#### Work required:
Copy each of the rows below word for word.

#### Dataset entries:
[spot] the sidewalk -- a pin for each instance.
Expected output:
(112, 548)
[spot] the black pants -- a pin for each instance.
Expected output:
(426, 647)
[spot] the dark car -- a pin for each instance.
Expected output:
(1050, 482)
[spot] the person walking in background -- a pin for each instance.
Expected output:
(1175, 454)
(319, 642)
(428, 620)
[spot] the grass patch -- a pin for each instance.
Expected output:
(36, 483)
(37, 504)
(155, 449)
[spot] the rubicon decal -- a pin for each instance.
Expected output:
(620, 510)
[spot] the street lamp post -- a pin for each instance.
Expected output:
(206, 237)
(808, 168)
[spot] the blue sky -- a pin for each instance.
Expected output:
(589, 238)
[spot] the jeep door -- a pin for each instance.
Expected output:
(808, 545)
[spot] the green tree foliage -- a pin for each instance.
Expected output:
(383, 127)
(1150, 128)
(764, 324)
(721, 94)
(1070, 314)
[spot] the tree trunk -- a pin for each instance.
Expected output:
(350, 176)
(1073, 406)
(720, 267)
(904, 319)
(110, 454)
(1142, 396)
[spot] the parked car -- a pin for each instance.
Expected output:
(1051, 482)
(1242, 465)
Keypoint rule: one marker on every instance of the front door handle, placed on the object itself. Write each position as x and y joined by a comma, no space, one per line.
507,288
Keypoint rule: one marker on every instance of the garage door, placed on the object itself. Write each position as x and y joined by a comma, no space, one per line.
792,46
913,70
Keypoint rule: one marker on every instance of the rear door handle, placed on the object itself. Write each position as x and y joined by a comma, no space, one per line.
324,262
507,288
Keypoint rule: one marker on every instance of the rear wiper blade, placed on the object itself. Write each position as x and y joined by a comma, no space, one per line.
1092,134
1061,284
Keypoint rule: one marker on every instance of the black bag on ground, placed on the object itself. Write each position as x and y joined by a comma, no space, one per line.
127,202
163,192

#### Answer:
[spot] the sidewalk -- a pin for each instance.
Expected output:
(112, 548)
[spot] the black pants -- a pin for each instance.
Expected output:
(426, 647)
[spot] the dark car -- a pin for each instance.
Expected output:
(1050, 482)
[spot] the person walking in background -- a pin for each instance.
Expected output:
(1175, 454)
(319, 642)
(428, 620)
[spot] the grass patch -- a pin for each instance.
Expected output:
(36, 483)
(37, 504)
(155, 449)
[spot] the rubicon decal -- a pin for each instance.
Expected output:
(620, 510)
[spot] the street lamp post -- a pin for each instance.
Expected output:
(206, 237)
(808, 168)
[spot] the blue sky -- a pin for each instance.
Expected output:
(589, 238)
[spot] the jeep door -- a pin for each instance.
Expected output:
(808, 545)
[spot] the green tree foliage -- a pin for each instance.
Expected output:
(383, 127)
(1150, 128)
(764, 324)
(721, 94)
(1070, 314)
[spot] the tree trunk -- a pin for each instance.
Expected output:
(350, 176)
(1073, 406)
(720, 267)
(904, 319)
(110, 454)
(1142, 396)
[spot] the parked car -- a pin for each instance.
Expected output:
(1051, 482)
(1242, 465)
Keypoint rule: one marker on every instance of the front door handle, placed on the object itself. Write each position as x and y joined by a comma, no space, one per line.
507,288
Keypoint rule: one marker on every instance of the garage door, placed on the object itself. Write each position as x and y joined by a comma, no space, one per line.
792,46
913,70
Keypoint rule: one marker on every instance of the rear door handle, placed on the object itself. Write each position as x and y joined by a comma, no space, one per line.
324,262
507,288
Keypoint rule: one marker on every instance of the rear wiper blade, placed on the object itself. Write each position as x and y joined by a comma, no space, one per line.
1092,134
1061,284
Keypoint rule: one marker on every instance of the black bag on ground, placed on the object itself. Write each position as x and y joined by a comma, no space, one per line.
127,202
163,192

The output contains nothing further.